Every entry in the data that follows should come back exactly, pictures aside.
:: GIVEN DATA ::
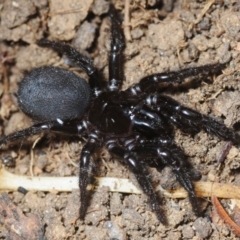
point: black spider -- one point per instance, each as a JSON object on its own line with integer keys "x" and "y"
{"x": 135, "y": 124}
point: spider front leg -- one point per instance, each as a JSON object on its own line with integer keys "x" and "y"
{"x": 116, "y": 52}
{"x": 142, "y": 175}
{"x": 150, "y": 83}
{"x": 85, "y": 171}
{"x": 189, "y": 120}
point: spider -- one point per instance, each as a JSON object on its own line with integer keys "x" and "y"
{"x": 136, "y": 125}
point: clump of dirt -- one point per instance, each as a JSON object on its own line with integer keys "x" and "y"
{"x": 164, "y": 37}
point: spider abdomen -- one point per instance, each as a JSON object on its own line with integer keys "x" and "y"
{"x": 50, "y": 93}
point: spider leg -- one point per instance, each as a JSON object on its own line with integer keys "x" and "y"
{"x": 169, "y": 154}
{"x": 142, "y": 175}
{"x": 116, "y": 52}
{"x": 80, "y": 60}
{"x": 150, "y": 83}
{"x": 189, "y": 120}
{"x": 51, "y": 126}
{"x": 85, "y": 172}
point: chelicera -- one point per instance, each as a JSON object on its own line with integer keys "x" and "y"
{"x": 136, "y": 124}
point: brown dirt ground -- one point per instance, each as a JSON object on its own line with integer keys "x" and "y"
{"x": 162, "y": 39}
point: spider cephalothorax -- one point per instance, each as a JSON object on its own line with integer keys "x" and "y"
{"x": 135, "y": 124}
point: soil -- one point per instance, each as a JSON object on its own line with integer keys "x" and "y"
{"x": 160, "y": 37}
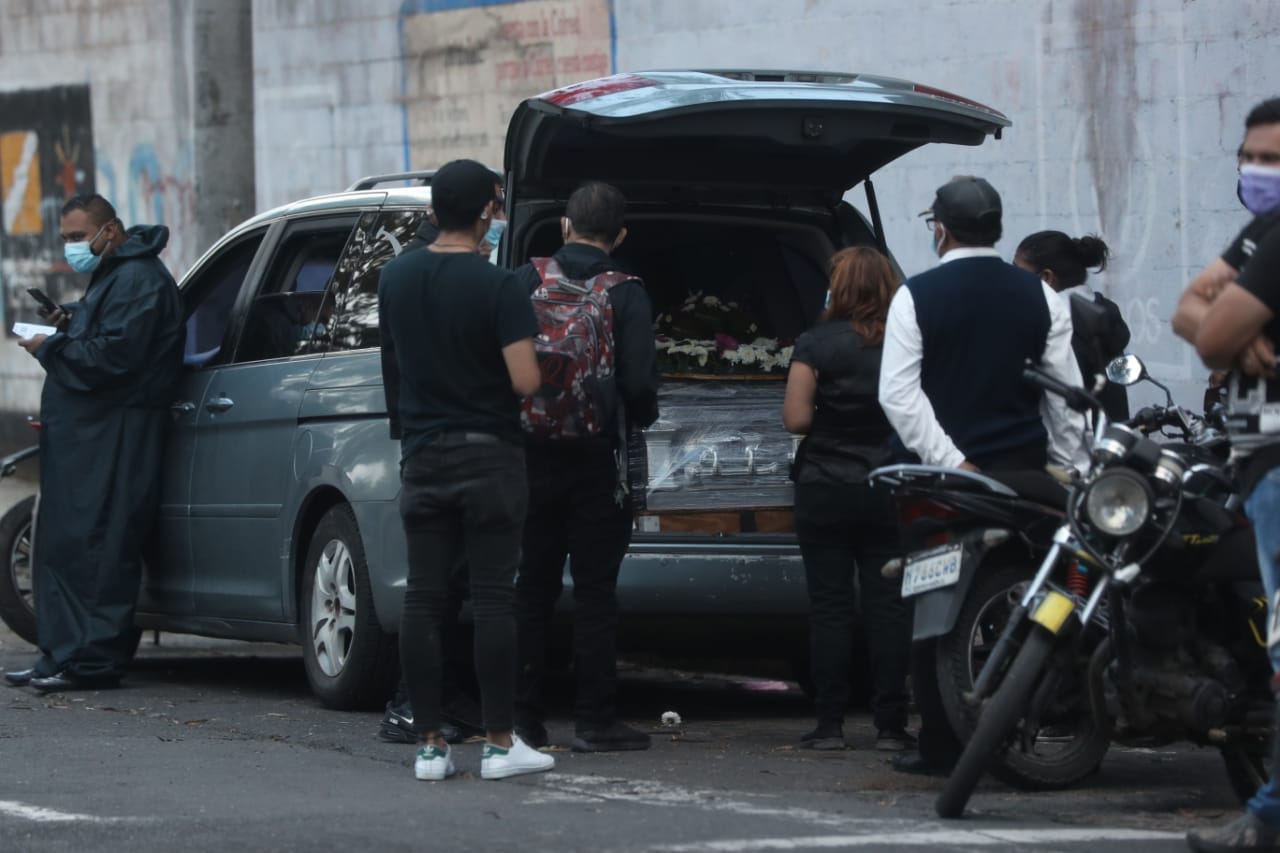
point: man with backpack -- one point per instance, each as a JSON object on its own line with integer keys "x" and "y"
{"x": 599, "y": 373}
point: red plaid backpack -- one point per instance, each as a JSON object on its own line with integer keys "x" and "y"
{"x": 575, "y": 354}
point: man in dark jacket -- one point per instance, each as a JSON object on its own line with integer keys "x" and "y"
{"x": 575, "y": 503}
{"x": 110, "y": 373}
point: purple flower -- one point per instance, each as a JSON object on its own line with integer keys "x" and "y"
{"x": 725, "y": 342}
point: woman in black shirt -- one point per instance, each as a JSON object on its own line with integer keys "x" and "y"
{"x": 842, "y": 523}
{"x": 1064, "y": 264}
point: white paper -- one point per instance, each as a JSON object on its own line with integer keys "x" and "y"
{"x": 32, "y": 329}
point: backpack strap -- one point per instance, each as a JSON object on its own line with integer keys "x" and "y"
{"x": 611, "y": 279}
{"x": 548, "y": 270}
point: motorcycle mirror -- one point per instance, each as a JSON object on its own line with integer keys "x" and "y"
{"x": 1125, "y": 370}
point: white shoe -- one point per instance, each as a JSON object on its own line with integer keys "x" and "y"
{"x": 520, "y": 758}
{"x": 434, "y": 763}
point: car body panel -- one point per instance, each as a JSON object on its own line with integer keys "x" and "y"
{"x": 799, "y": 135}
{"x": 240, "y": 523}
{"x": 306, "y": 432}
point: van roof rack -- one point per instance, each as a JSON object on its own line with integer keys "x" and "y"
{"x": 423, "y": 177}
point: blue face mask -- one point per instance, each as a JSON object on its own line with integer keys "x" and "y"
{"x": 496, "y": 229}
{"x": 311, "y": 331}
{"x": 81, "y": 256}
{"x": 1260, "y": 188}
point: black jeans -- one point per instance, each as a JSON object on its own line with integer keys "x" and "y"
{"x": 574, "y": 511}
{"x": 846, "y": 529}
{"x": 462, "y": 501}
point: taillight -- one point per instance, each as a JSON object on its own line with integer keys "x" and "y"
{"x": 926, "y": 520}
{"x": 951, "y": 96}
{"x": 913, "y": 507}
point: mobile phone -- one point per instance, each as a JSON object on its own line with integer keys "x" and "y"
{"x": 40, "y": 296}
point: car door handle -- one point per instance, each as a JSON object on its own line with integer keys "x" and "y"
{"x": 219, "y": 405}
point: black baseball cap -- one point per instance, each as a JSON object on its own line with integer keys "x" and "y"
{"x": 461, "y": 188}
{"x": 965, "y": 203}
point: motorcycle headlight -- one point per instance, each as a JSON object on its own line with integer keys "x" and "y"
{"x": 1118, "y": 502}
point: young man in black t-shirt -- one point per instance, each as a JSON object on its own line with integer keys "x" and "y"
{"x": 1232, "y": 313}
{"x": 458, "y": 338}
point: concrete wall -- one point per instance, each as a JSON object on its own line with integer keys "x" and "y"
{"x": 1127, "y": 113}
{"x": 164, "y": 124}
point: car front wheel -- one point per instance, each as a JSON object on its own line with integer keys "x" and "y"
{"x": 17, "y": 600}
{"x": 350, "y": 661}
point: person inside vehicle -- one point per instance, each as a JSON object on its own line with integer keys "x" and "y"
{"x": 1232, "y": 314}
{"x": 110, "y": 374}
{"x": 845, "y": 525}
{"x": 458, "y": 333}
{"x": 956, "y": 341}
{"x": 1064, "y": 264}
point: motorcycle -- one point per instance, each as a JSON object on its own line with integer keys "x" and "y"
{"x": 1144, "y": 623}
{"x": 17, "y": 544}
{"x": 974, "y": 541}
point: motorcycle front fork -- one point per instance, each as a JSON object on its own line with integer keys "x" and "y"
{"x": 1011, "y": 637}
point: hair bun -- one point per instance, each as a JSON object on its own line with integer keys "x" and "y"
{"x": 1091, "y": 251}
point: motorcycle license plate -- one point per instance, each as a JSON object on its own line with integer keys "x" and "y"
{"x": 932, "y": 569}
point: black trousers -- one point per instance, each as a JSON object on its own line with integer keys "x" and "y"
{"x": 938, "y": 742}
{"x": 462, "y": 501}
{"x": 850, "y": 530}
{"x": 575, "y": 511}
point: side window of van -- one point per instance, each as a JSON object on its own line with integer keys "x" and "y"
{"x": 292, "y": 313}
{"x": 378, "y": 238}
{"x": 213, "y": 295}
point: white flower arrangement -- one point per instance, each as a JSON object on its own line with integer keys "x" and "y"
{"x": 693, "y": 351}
:::
PROBLEM SOLUTION:
point: black spider -- one point per instance, each as a JSON object on its own line with integer keys "x" and "y"
{"x": 135, "y": 124}
point: spider front leg -- one point per instance, each as a JSON object on its own line with integer keys "x" and "y"
{"x": 116, "y": 52}
{"x": 142, "y": 175}
{"x": 150, "y": 83}
{"x": 85, "y": 171}
{"x": 189, "y": 120}
point: spider -- one point per instance, each as a JSON object on its own line with integer keys "x" and "y"
{"x": 136, "y": 125}
point: clump of dirt -- one point per instance, each as a JSON object on its own line with integer keys "x" and "y"
{"x": 164, "y": 37}
point: spider abdomen -- one point per instance, each as a JSON object on its own line with integer keys "x" and "y"
{"x": 50, "y": 93}
point: spider leg -- one point per instance, each as a JSON object on its own line with integer keys "x" and "y"
{"x": 169, "y": 154}
{"x": 142, "y": 175}
{"x": 116, "y": 52}
{"x": 80, "y": 60}
{"x": 150, "y": 83}
{"x": 189, "y": 120}
{"x": 51, "y": 126}
{"x": 85, "y": 172}
point: chelicera -- one point per instance, each as a JSON object on its own line with integer keys "x" and "y"
{"x": 136, "y": 124}
point: brown dirt ground -- one point per instance, each as a JSON object on its own line with integer keys "x" and "y"
{"x": 162, "y": 39}
point: spider cephalothorax -- one point per instance, each as a JSON object on its own line with integer keys "x" and "y"
{"x": 135, "y": 124}
point: soil -- one point per instance, each as a JSON object on its own line with integer keys "x" and "y"
{"x": 160, "y": 37}
point: man with backpack -- one point per instance, each as a JSON object on its own line with integer keys "x" and "y"
{"x": 599, "y": 373}
point: red plaid backpack -- one point per instance, each as a JSON object on its own line with integer keys "x" and "y"
{"x": 575, "y": 354}
point: man in dark jacket -- one point per instance, each as a JSON object on its own line with integer keys "x" and "y"
{"x": 575, "y": 503}
{"x": 110, "y": 373}
point: purple flower -- one point per instance, each as a JSON object on its own line with integer keys "x" and "y"
{"x": 725, "y": 342}
point: woman in black shirt -- one point per instance, each as a JSON object on its own line with integer keys "x" and "y"
{"x": 842, "y": 523}
{"x": 1064, "y": 264}
point: white paper -- one point per instance, each as a JSON object on its own line with integer keys "x" and "y"
{"x": 32, "y": 329}
point: backpack strap -- one point per instance, each as a JSON object on its own line with integer keys "x" and "y"
{"x": 611, "y": 279}
{"x": 548, "y": 270}
point: motorcycle mirror -- one point per instance, each as a JSON object on its own line with integer keys "x" and "y"
{"x": 1125, "y": 370}
point: white shoe -- one point per instance, each as a JSON object on its own line with integer keys "x" and "y"
{"x": 520, "y": 758}
{"x": 434, "y": 763}
point: car body panel -- one point per instance, each as a JSON object on its own line with integer keys "x" and "y"
{"x": 799, "y": 135}
{"x": 240, "y": 523}
{"x": 306, "y": 432}
point: van roof rack -- one point per instance, each as a JSON object on its own line with integer keys "x" and "y"
{"x": 423, "y": 177}
point: blue face mask -- one point per instance, each as a JSON object on its own line with integer keys "x" and "y"
{"x": 496, "y": 229}
{"x": 311, "y": 331}
{"x": 81, "y": 256}
{"x": 1260, "y": 188}
point: black jeans -- one point per instance, each as a JSON object on its own line with integer keys "x" and "y"
{"x": 574, "y": 511}
{"x": 846, "y": 529}
{"x": 462, "y": 501}
point: taillight -- one point per instance, each as a JSON object on its own line with integer keys "x" and "y"
{"x": 926, "y": 520}
{"x": 951, "y": 96}
{"x": 913, "y": 507}
point: mobile phone -- one point per instance, each as a JSON object on its own line with integer keys "x" and "y"
{"x": 40, "y": 296}
point: car door handle -- one point per instance, each as a JSON object on its own line with integer keys "x" and "y"
{"x": 219, "y": 405}
point: black baseball cap -- one point per instance, each as a JSON object on its own line with integer keys "x" and "y"
{"x": 461, "y": 188}
{"x": 965, "y": 203}
point: motorcycle headlight -- one point per instance, each as a JSON object on its own line with integer keys "x" and "y"
{"x": 1118, "y": 502}
point: young man in black t-shirt -- one point per instance, each as a JSON object on its own line with integer keys "x" and "y"
{"x": 1232, "y": 313}
{"x": 458, "y": 338}
point: concrete wall -- one point per instance, each as a JSON object on its own line with integer keys "x" and "y"
{"x": 1127, "y": 113}
{"x": 164, "y": 124}
point: car front wheel -- one point per instance, each as a JSON object on its own line with integer keys "x" and "y"
{"x": 17, "y": 600}
{"x": 350, "y": 661}
point: person inside vehicle -- one point per instance, each as a JSON object on its own line with integer keys "x" and "y"
{"x": 1232, "y": 314}
{"x": 110, "y": 374}
{"x": 845, "y": 525}
{"x": 458, "y": 333}
{"x": 956, "y": 341}
{"x": 1064, "y": 264}
point: motorcycle -- one point per instance, each as a JSON object on its own line with integer keys "x" and "y"
{"x": 1144, "y": 623}
{"x": 17, "y": 544}
{"x": 974, "y": 541}
point: motorcycle front fork -- one point per instance, each as a JSON object on its own line with integer keys "x" and "y"
{"x": 1011, "y": 637}
point: hair bun -- one point per instance, each as a JSON object on its own line with integer keys "x" and "y"
{"x": 1091, "y": 251}
point: motorcycle license plate -- one point per instance, each as a JSON object on its own line with integer keys "x" and "y"
{"x": 932, "y": 569}
point: black trousers -- one point per instance, each as a JSON object on its own line with integer keys "x" and "y"
{"x": 938, "y": 742}
{"x": 462, "y": 501}
{"x": 850, "y": 530}
{"x": 575, "y": 511}
point: side window of van -- one point per instance, each as a JSON object on its own line with integer keys "x" and "y"
{"x": 292, "y": 313}
{"x": 378, "y": 238}
{"x": 213, "y": 295}
point: white flower arrangement -- one point per instance, each as a JSON object on its own line with integer keys "x" and "y"
{"x": 693, "y": 351}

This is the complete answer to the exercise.